Start of Block
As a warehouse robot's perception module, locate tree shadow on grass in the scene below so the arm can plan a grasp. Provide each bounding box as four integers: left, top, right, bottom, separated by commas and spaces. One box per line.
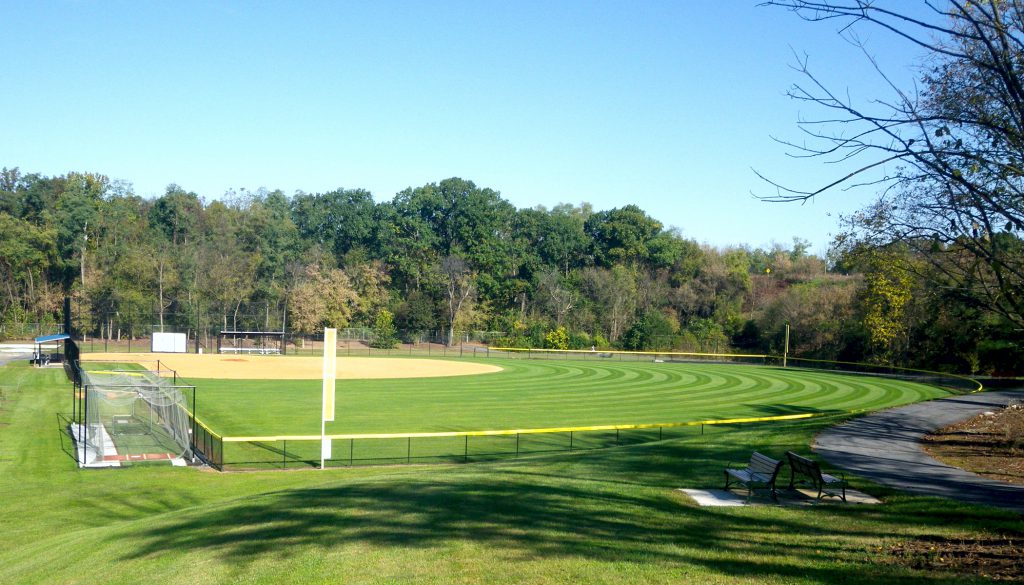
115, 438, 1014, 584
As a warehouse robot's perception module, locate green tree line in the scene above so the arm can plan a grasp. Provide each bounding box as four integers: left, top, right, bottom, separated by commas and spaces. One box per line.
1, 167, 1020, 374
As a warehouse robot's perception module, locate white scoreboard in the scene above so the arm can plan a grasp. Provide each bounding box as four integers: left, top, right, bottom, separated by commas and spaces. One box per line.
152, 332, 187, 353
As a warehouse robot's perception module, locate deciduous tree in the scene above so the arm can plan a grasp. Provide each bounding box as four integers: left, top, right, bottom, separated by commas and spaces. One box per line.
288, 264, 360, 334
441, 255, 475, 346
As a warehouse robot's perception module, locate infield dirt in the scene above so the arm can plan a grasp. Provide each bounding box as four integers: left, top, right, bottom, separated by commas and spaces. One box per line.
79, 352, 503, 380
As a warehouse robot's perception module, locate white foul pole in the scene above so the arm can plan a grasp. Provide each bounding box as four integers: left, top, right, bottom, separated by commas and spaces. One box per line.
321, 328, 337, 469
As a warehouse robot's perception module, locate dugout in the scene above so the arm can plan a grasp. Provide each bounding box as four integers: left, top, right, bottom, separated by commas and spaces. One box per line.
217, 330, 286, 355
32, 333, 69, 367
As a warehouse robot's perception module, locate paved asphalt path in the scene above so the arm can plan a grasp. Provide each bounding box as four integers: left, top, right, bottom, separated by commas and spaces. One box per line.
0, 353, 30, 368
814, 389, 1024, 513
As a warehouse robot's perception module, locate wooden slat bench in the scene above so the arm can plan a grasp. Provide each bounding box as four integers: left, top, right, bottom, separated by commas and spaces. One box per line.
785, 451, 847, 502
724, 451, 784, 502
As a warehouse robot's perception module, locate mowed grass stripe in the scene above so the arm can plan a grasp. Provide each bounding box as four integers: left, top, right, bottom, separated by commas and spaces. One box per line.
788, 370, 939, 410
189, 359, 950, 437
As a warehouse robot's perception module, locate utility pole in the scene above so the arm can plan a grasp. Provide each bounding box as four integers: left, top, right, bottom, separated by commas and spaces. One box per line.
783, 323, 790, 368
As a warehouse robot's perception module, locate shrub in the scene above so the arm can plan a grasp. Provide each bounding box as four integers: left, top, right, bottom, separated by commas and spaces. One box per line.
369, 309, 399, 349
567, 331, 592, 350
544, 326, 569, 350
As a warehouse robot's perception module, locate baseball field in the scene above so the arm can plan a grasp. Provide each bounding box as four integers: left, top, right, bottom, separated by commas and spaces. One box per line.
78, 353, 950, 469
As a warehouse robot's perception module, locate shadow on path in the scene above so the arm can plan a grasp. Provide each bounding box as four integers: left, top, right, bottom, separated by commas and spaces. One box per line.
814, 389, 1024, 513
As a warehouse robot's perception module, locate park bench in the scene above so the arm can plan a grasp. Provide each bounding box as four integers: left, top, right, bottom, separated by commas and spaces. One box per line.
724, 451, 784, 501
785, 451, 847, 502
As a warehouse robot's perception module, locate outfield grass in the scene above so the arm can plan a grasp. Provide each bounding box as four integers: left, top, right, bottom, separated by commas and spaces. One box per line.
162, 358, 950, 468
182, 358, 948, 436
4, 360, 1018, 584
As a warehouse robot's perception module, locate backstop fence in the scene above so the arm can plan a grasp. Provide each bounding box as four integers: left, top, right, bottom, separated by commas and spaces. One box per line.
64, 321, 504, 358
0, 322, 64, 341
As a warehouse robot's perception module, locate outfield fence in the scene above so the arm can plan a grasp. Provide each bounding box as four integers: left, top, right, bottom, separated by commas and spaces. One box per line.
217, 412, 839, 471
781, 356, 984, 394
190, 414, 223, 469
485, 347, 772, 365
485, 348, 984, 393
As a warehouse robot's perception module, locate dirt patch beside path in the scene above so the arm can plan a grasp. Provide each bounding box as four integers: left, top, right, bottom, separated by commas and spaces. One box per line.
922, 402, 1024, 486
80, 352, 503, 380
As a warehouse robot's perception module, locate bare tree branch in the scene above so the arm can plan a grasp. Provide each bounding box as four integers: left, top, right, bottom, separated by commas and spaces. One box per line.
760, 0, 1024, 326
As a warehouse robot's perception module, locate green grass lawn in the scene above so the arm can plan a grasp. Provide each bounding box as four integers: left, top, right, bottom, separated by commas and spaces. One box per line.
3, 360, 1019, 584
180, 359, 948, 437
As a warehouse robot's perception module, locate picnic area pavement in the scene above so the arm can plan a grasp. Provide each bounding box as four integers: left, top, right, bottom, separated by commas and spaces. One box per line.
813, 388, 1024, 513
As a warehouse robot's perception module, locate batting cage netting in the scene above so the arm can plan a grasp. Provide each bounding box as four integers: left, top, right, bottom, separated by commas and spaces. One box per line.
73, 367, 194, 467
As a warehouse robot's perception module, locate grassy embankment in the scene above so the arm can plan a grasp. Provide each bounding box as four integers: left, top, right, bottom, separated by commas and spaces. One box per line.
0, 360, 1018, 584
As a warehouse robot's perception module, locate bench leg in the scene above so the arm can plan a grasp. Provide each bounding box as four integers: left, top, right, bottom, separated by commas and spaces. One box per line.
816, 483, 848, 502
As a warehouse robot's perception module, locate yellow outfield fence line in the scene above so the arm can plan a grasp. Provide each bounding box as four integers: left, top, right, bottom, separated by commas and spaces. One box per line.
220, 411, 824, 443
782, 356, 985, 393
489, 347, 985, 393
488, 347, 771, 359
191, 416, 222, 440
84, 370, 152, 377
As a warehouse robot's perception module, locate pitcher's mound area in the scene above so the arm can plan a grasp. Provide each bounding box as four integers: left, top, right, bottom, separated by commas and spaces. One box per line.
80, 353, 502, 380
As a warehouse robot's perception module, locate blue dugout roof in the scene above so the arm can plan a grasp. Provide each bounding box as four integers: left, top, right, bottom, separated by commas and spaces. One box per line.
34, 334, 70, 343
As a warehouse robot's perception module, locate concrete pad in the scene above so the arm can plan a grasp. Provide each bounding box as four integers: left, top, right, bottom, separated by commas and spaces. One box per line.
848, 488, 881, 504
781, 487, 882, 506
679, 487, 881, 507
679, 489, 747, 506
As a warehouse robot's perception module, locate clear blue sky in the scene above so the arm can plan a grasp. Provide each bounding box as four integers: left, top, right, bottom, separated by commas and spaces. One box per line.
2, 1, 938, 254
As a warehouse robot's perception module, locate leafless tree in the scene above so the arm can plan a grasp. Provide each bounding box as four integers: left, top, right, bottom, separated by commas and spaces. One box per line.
End of Block
◆ Task details: The result should be an exact repetition of all the records. Drop the pictures.

◆ Response to the exercise:
As a warehouse robot's perception module, locate tree shadow on grass in the scene below so the arm can plan a grasp. Provide each bounding box as four integers: left, top, right, bottom, separated by commas and spaces. One box per line.
115, 438, 1014, 584
As a warehouse robot's perception module, locate green tree line in the scene above so the arm can plan a grasp. Provide each bounding box as four integers: left, top, right, bottom, separated by commas and spaces. One box per line.
1, 167, 1020, 374
As a warehouse robot's perception module, locate white scoreboard in the scene above so the arm can plan a grasp. Provide each bounding box as four integers: left, top, right, bottom, separated by commas and spaces. One box per line.
152, 332, 187, 353
As a warehouse robot's perception module, locate deciduous tree in the scene above so the arm can plan a grasp. Provide each bounding box as four integers: left, top, right, bottom, separated by commas and spaces. One box per line.
288, 264, 360, 334
441, 255, 475, 346
As a warehouse robot's perception module, locate infield dirt in the scene above so the arm can plan a grasp. Provide each bounding box as four integers: left, top, right, bottom, separated by commas and spaces. One box per line.
79, 352, 503, 380
As a warehouse robot's perception module, locate white foul pole in the scene above so the arm can plan a grasp. Provide each bounding box as four integers: left, top, right, bottom, separated by commas and spaces. One box per line.
321, 328, 337, 469
As a warehouse robot's perception module, locate dugout in the scene above so the arm can plan a grasp. Provide each bounding box as four integers: left, top, right, bottom, separated by commas and spaces. One box per line.
217, 330, 286, 355
32, 333, 69, 367
As a warehouse robot's perception module, locate paved asphalt path in the scene above so the arm can plan a grasp. Provide each bounding box as four integers: left, top, right, bottom, separated by commas and spaces. One box per line.
0, 353, 30, 368
814, 389, 1024, 513
As a warehouse robot's perception module, locate wooden slat bench in the scene above so the arm can plan a grasp. Provide each bounding box as four integers: left, top, right, bottom, separated by commas and spaces. One box per line.
785, 451, 847, 502
724, 451, 784, 502
As a warehouse robot's perception module, locate mowed grass stripe in the scene above so the arm can plan a grasp. Provide each bounding box as four integers: left, top, right, bottom, separated by commas and spaces. One box per line.
788, 370, 939, 410
189, 359, 950, 437
As a warehouse robot's perception module, locate utility pole in the scene above so the arm can plan a grasp. Provide each bounding box as four integers: left, top, right, bottom, separated by commas and spaces. One box per line.
783, 323, 790, 368
As a warehouse robot's perception module, locate shrub in the scene above so the arm can plan a grasp. Provide each bounding box as four integers: left, top, right, bottom, separated by commas and spaces. One box per line.
369, 309, 399, 349
567, 331, 592, 350
544, 326, 569, 350
As a warehouse robot's perception module, locate baseball field in the scene above so the arm can plan a grasp. Provide each bounding box as four integers: left, top, right, bottom, separated by commas and spaces. One box per line.
78, 353, 950, 469
As a warehouse robot's perception module, locate shadow on path in the scene above so the arm can plan a grasp. Provide each bounding box as four integers: left, top, right, bottom, separated by commas and spaces. One box per line.
814, 389, 1024, 513
As a warehouse robot's perception module, locate park bench in the scene above so the arm can plan a grasp. Provide each bounding box as four integers: left, top, right, bottom, separated by commas and spaces. One box per line.
724, 451, 784, 501
785, 451, 847, 502
As a warehouse robot's perception module, locate outfield grass in the scene above so the arm can plan a grasp. Provide each bounding box as four integers: left, top, right, bottom, separated by commas and spaces. One box per line.
162, 358, 950, 468
182, 358, 948, 436
4, 360, 1018, 584
As a warehouse robot's perception module, locate backstop fence in the scene above so the arm can plan a grasp. Provide each bounding box as four integers: left, top, right, bottom, separated by commas and spaces. One box per line.
64, 321, 504, 358
0, 322, 64, 341
As a warehouse robot's perception module, locate outfield fence in the scene above so the arm can plan a grasp. Provide each bounding box as four integers: left, top, right, bottom, separated by commas and spaces. One box per line.
217, 412, 839, 471
781, 356, 984, 394
190, 414, 223, 469
485, 347, 772, 365
485, 348, 984, 393
As a warehouse robot's perception module, locate dirt patch beside path in the scene above so the arm can plan a grasp. Provide each bounding box as four integers: left, top, right, bottom, separated by commas and spaces. One box per line.
922, 402, 1024, 486
80, 352, 503, 380
As a warehouse robot's perception module, locate bare tree branch in the scene above so the arm can plan a grasp. Provide each bounding box as four integers: left, top, right, bottom, separated by commas and spaces. One box per line.
760, 0, 1024, 326
As a warehouse robot's perception module, locate green grass lawn in the scene above so the arm can plan a grasp. Provide each bounding box as four integers: left, top, right, bottom, separated by commas and spaces. One box per line.
3, 360, 1019, 584
180, 359, 948, 437
As a warehouse robot's perception module, locate picnic area pavement in the scene above so the arm can plan a grasp. Provide each bounding box as four integers: left, top, right, bottom, separated by commas and spaces. One box per line.
813, 388, 1024, 513
As a warehouse robot's perception module, locate batting cage netting in the scene above so the arm can plan a grasp. Provide each bounding box as four integers: left, top, right, bottom, separated by commas and spaces. One box per line.
73, 367, 194, 467
As a warehouse robot's perception module, locate grassy embankment in the scene above so the arm can plan a grasp. Provide each bounding box as four integers: left, top, right, bottom, separated by commas and spaces. One box per line.
0, 360, 1018, 584
As a warehouse robot's perception module, locate bench leg in the scene above so the arm can plan a grasp. Provide each bounding box as four integers: left, top, right, bottom, separated by commas and spaces. One box per line.
816, 483, 848, 502
As a warehouse robot's perception module, locate yellow outfield fence line in the scene above so the arm can plan a grasp. Provide each bounding box as four integers: left, top, right, bottom, separated by commas and spaces. One box per line.
220, 411, 824, 443
782, 356, 985, 393
489, 347, 985, 393
488, 347, 771, 359
191, 416, 222, 440
84, 370, 152, 377
As a warehouse robot's perception module, locate pitcher's mound area in the scene above so the arm can plan a grasp. Provide each bounding box as four integers: left, top, right, bottom, separated by commas and spaces. One box per line.
80, 353, 502, 380
As a warehouse robot's perception module, locate blue dugout roof in the scene above so the arm can plan a grasp. Provide each bounding box as four integers: left, top, right, bottom, separated by commas and spaces. One box per line.
34, 334, 70, 343
As a warehouse robot's perception module, locate concrete pad in the scene above so the arm can plan a grasp. Provide each bounding box as four integers: left, top, right, bottom, separated by commas and spaces. One box per line.
848, 488, 881, 504
781, 487, 882, 506
679, 487, 881, 507
679, 489, 747, 506
As a warehouse robot's perception module, locate clear blue sky in the scene above so the arm can plan a grasp. Provide each bounding box as four integers: left, top, right, bottom, separated by commas and spaces. One box per line.
2, 1, 938, 254
As a warehouse robot's perception module, locate leafless tree in the scene above so the arm can plan a grasp. Provide each bounding box as four integers: left, top, right, bottom, separated by commas and spaces. One box per line.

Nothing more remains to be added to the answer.